§ **SOURCE TEXT**:
________

Personal details
- Born: 27 December 1835 London, England
- Died: 9 August 1913 (aged 77) Falmouth, England
- Spouse: Edith Maxwell Lockhart

Military service
- Allegiance: United Kingdom
- Branch/service: British Army
- Years of service: 1854-
- Battles/wars: Siege of Sebastapol

= John Kemys Spencer-Churchill =

John Kemys George Thomas Spencer-Churchill (27 December 1835 – 9 August 1913) was an administrator in the British colonial service serving as Governor of Montserrat and Commissioner of St Kitts and Nevis.

Spencer-Churchill was the second son of Lord Charles Spencer-Churchill born on 27 December 1835. He was educated at Winchester College and joined the Army in 1854 serving at the siege of Sebastapol.

After leaving the Army he joined the colonial service in the West Indies where he held a number of administrative appointments, including President of the British Virgin Islands from 1879 to 1882, Governor of Montserrat from 1888 to 1889 and Commissioner of St Kitts and Nevis from 1889 to 1895.

________

§ **STORED ROWS**:
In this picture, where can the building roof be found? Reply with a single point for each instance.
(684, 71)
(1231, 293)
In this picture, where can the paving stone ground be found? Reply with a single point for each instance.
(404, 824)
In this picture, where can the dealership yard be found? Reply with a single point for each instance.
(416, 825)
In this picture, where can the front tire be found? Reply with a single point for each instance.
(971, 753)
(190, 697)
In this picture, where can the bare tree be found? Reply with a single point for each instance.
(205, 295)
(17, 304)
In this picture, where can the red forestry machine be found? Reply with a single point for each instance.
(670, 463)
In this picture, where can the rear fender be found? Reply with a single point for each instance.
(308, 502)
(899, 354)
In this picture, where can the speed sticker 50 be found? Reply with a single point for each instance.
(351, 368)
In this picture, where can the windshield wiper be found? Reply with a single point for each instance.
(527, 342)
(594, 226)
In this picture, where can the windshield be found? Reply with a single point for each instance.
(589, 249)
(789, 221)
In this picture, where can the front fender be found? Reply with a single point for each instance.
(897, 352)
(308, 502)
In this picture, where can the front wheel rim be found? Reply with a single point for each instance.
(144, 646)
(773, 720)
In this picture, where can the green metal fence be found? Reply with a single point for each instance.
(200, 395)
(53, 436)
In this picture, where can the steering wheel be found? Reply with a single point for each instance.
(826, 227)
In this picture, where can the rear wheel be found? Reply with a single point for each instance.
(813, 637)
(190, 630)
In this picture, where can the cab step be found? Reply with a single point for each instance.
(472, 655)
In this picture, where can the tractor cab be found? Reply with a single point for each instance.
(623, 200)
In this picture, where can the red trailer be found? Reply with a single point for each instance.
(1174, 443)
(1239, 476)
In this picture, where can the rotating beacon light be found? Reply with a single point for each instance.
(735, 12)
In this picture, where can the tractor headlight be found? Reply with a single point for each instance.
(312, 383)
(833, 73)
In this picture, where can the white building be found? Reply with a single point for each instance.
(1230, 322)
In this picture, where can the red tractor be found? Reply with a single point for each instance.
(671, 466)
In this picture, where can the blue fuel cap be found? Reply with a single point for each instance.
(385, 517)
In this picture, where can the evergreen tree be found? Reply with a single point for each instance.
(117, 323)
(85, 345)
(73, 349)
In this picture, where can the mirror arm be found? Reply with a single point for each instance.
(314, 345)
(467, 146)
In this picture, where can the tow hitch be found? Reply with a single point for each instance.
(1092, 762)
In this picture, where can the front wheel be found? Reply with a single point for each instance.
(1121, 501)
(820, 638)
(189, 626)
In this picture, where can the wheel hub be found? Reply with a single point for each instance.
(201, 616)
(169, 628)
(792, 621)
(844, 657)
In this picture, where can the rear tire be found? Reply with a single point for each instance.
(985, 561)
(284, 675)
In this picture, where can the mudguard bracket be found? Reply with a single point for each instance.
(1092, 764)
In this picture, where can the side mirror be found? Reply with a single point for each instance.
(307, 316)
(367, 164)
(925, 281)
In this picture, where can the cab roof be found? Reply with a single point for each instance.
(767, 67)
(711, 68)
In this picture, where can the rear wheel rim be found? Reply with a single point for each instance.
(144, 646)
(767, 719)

________

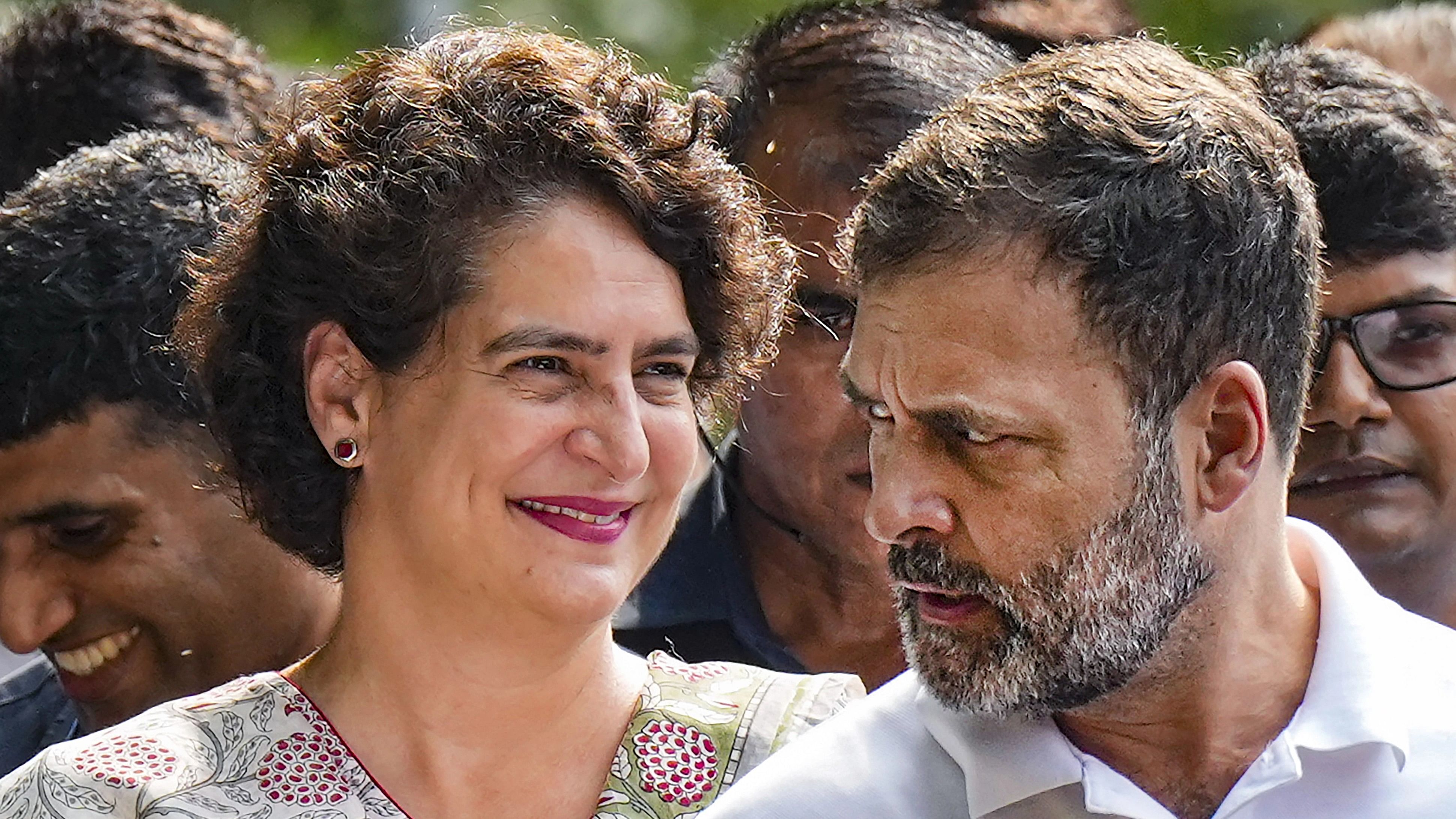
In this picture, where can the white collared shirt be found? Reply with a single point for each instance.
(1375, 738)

________

§ **REQUEST A**: According to the Spencer-Churchill biography, at which school was he educated?
§ **REQUEST B**: Copy from the Spencer-Churchill biography the passage that opens with the words containing "Personal details" and closes with "Kitts and Nevis.".

§ **CORRECT ANSWER A**: Winchester College.

§ **CORRECT ANSWER B**:
Personal details
- Born: 27 December 1835 London, England
- Died: 9 August 1913 (aged 77) Falmouth, England
- Spouse: Edith Maxwell Lockhart

Military service
- Allegiance: United Kingdom
- Branch/service: British Army
- Years of service: 1854-
- Battles/wars: Siege of Sebastapol

= John Kemys Spencer-Churchill =

John Kemys George Thomas Spencer-Churchill (27 December 1835 – 9 August 1913) was an administrator in the British colonial service serving as Governor of Montserrat and Commissioner of St Kitts and Nevis.